[Start DATA ENTRIES]

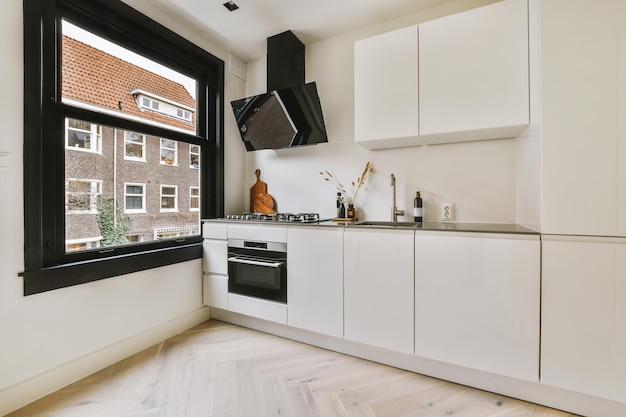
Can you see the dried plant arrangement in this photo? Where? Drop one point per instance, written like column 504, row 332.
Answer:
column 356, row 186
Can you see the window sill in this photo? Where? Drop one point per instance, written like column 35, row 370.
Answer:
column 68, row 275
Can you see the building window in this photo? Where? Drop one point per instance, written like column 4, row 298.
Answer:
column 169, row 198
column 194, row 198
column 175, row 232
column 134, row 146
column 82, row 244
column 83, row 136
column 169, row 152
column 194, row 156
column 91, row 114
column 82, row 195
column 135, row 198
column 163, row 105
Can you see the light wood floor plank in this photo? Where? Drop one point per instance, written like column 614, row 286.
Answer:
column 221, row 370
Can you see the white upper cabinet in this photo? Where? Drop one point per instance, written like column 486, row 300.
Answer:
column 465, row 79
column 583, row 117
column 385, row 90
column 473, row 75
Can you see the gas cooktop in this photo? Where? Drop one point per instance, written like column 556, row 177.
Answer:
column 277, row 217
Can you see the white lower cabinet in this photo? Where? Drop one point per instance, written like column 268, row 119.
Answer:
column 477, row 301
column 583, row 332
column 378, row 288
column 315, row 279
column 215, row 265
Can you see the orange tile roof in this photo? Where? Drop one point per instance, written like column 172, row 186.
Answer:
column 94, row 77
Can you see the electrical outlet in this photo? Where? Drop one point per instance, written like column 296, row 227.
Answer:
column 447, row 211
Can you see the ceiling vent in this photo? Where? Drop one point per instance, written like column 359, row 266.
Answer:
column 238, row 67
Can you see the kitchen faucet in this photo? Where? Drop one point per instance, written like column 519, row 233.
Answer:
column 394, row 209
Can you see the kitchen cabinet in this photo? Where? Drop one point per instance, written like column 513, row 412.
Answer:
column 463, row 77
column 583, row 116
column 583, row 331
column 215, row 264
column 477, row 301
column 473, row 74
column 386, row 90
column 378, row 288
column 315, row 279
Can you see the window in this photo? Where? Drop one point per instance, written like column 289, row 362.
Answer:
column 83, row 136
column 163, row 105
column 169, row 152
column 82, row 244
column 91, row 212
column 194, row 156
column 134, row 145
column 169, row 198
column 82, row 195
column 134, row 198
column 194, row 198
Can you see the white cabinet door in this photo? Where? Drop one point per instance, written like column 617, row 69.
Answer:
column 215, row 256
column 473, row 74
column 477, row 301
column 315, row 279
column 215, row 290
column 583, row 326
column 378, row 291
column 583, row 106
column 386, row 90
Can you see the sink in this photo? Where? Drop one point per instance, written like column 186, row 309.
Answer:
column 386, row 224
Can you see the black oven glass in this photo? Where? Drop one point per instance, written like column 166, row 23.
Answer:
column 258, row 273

[End DATA ENTRIES]
[Start DATA ENTRIES]

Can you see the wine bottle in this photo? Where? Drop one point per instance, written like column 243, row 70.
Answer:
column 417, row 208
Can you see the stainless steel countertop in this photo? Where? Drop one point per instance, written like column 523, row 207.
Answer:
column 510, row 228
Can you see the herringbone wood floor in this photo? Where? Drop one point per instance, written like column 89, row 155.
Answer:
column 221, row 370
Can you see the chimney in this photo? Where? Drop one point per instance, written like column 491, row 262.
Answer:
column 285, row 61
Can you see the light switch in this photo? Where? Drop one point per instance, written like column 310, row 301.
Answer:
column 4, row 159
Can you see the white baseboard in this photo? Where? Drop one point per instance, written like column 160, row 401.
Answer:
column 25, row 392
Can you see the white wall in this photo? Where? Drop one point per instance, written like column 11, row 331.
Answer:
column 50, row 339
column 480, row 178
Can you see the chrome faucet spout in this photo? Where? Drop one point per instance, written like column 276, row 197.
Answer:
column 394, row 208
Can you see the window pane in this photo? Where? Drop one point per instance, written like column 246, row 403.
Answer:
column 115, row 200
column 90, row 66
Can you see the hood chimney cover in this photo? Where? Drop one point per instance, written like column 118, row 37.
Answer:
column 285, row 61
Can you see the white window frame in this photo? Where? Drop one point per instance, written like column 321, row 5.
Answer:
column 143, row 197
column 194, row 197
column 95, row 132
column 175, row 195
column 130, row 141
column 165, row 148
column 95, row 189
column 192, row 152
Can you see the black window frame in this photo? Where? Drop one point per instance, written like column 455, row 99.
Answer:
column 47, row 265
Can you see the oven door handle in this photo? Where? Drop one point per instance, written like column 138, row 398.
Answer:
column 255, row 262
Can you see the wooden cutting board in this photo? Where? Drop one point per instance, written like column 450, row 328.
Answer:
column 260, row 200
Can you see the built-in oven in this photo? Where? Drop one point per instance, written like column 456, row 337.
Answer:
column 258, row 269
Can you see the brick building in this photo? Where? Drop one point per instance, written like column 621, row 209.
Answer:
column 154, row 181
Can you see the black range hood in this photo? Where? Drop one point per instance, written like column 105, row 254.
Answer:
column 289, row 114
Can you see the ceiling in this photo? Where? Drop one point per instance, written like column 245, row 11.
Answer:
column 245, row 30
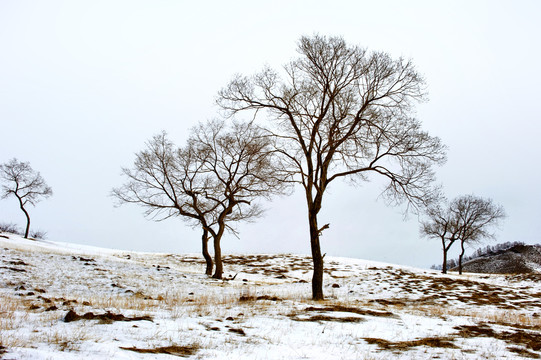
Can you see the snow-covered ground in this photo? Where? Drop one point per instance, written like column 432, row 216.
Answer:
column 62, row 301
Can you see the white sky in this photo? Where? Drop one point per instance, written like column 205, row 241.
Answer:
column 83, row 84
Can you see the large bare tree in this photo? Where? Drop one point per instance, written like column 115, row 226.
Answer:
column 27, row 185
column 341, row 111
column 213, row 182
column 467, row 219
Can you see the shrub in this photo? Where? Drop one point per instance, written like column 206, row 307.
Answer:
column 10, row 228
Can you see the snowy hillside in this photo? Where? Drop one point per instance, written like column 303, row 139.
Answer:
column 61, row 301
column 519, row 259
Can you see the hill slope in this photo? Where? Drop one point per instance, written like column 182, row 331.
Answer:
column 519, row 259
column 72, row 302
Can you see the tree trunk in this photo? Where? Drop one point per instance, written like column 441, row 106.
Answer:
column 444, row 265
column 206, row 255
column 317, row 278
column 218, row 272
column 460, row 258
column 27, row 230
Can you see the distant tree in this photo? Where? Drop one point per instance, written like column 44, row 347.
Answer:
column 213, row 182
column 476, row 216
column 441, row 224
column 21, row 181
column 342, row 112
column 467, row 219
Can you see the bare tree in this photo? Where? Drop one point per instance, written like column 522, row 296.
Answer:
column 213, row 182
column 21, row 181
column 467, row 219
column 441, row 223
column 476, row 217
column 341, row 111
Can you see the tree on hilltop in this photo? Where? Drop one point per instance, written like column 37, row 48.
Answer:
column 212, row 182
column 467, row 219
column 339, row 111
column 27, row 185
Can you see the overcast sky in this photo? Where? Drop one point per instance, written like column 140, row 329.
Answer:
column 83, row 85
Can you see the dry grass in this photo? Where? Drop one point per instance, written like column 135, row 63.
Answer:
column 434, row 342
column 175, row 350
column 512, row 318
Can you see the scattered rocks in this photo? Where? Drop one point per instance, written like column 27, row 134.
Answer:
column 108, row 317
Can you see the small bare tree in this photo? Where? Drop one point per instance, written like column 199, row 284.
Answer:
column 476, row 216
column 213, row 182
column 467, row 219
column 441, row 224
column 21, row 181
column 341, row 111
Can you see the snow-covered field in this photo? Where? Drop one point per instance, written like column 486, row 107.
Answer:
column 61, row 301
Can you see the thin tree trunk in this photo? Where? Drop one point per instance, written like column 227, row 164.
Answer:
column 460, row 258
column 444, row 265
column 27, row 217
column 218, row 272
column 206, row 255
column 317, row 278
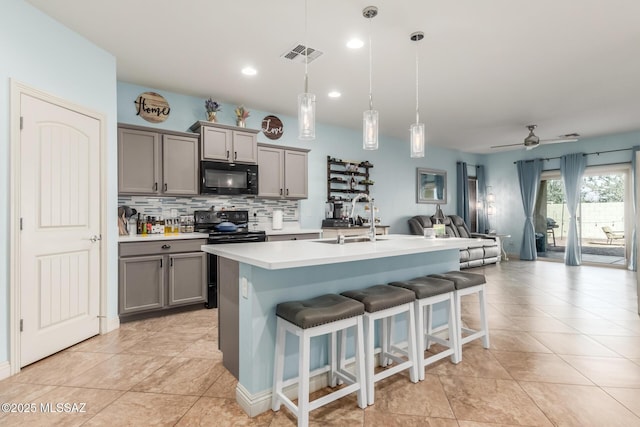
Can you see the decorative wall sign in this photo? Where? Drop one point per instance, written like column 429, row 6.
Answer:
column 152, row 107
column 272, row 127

[End DATA ENTRIES]

• _WHAT YOU SHOULD DO_
Could you render everything from the line containing "Can you see the white lower" down to the line containing "column 258, row 273" as a Markdown table with the columns Row and Line, numbering each line and leaving out blank lines?

• _CORRECT ANSWER_
| Row | Line |
|---|---|
| 1 | Can you see the white lower cabinet in this photo? Where? Drop one point per instance, written like column 268, row 119. |
| 2 | Answer: |
| 3 | column 477, row 301 |
| 4 | column 583, row 332 |
| 5 | column 378, row 288 |
| 6 | column 315, row 279 |
| 7 | column 215, row 265 |
| 8 | Can you see the orange tile roof in this photo? Where? Drop one point per instance, written like column 172, row 186. |
| 9 | Answer: |
| 10 | column 94, row 77 |
| 11 | Can you see the electrical outlet in this photo? Where? Drop one point per instance, written like column 296, row 227. |
| 12 | Answer: |
| 13 | column 447, row 211 |
| 14 | Can you see the ceiling vent in this photo? Where? Drop one point per instance, written like column 359, row 266. |
| 15 | Answer: |
| 16 | column 238, row 67 |
| 17 | Can you see the kitchen faucet in this photo? Where? Drop one point per instance, written like column 519, row 233. |
| 18 | Answer: |
| 19 | column 394, row 209 |
| 20 | Can you see the kitchen cabinet in this photo? Where? Drop one point per instance, written like column 513, row 412. |
| 21 | Answer: |
| 22 | column 463, row 77 |
| 23 | column 583, row 116 |
| 24 | column 583, row 331 |
| 25 | column 215, row 264 |
| 26 | column 477, row 301 |
| 27 | column 473, row 74 |
| 28 | column 386, row 90 |
| 29 | column 378, row 288 |
| 30 | column 315, row 279 |
| 31 | Can you see the window in this photo? Where? Drop one point per instance, written like column 289, row 362. |
| 32 | Answer: |
| 33 | column 83, row 136 |
| 34 | column 163, row 105 |
| 35 | column 169, row 152 |
| 36 | column 82, row 244 |
| 37 | column 91, row 212 |
| 38 | column 194, row 156 |
| 39 | column 134, row 145 |
| 40 | column 169, row 198 |
| 41 | column 82, row 195 |
| 42 | column 134, row 198 |
| 43 | column 194, row 198 |
| 44 | Can you see the white cabinet door in this photo? Where? Drop one point per instance, written like column 617, row 69. |
| 45 | Answer: |
| 46 | column 215, row 256 |
| 47 | column 473, row 74 |
| 48 | column 477, row 301 |
| 49 | column 315, row 279 |
| 50 | column 215, row 290 |
| 51 | column 583, row 326 |
| 52 | column 378, row 291 |
| 53 | column 583, row 106 |
| 54 | column 386, row 90 |
| 55 | Can you see the sink in this photo? Where? Drop one point per instance, written like column 186, row 309. |
| 56 | Answer: |
| 57 | column 386, row 224 |
| 58 | Can you see the black oven glass in this photo? Where? Drop one point per instance, written like column 166, row 23. |
| 59 | Answer: |
| 60 | column 258, row 273 |